Task description
All of the data below should be written out exactly.

====

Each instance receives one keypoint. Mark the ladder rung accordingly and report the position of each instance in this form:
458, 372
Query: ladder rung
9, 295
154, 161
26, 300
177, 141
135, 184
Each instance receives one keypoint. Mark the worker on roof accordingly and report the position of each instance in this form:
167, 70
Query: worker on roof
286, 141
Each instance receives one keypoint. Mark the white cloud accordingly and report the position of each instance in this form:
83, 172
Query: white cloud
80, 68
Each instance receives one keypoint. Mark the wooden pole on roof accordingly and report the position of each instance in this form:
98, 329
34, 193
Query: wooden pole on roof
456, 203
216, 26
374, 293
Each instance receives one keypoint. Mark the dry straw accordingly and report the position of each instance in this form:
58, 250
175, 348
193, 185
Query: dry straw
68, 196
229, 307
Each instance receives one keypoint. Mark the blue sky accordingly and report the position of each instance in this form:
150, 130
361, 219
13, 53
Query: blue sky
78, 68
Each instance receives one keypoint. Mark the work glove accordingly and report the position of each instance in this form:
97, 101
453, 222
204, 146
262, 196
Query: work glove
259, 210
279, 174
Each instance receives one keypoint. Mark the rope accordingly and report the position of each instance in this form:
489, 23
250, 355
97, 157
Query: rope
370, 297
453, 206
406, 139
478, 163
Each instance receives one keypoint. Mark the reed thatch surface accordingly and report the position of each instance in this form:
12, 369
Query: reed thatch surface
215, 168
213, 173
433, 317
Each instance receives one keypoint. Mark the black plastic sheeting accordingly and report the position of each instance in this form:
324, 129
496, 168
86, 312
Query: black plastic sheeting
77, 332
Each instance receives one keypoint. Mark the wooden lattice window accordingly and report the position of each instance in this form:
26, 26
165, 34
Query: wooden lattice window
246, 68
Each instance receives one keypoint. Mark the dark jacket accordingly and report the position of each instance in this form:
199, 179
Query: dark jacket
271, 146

====

Response
Each instance receives one keypoint. Mark the ladder rung accordingly and report the position of each instance in this form:
458, 372
Query: ladder rung
9, 295
154, 161
26, 300
177, 141
135, 184
Each instance receives one keypoint. Mark the worker on roof accordingly and report the position of each instance in this form:
167, 70
Query: worker on roof
286, 141
Each instance receives one keypoint. Mark the white cloud accordingly and report the position of each instance in this form:
83, 172
Query: white cloud
80, 68
Each instance receives one keypoint. Mark the wooden pole on roof accordingly and report the position of each instance in this form:
98, 329
34, 193
Query: wooden pole on roof
456, 203
216, 26
374, 293
Each instance receives one keypoint. Mark the dry straw accordingly and report the position of each instance in this form:
58, 250
175, 348
193, 185
Query: dry straw
68, 196
229, 307
Each instance receives one keypoint. Mark the blue sky accordingly and report the position of each instance in this form:
150, 130
361, 219
13, 53
Query: blue sky
78, 68
Each instance receives one keypoint. Mark the work glove accordingly and report the position of each instance in this form:
97, 101
453, 222
204, 146
262, 196
Query: work glove
259, 210
279, 174
Each instance receives one keypoint. Mark the rope accordingly and report the position of each instance in this form:
489, 23
250, 355
97, 157
Query: rope
370, 297
453, 206
406, 139
478, 163
Each instance receives one keypoint. Mark the reed thatch surface accordingly and report the position of each instance in this form:
12, 369
Query: reed thatch surface
215, 168
213, 173
433, 317
Each instance receives one keypoint. Mark the black plastic sheeting accordingly and report the position of each instance in this form:
324, 129
496, 168
86, 312
Query: black plastic sheeting
77, 332
Each instance receives one keypoint. Mark the wooden lattice window accordingly and report the position of each instance in this form:
26, 26
165, 34
Query: wooden lattice window
246, 68
Each instance receives one keypoint. Mark the dark jacket accordingly and report the position of each instance in this form:
199, 179
Query: dark jacket
271, 146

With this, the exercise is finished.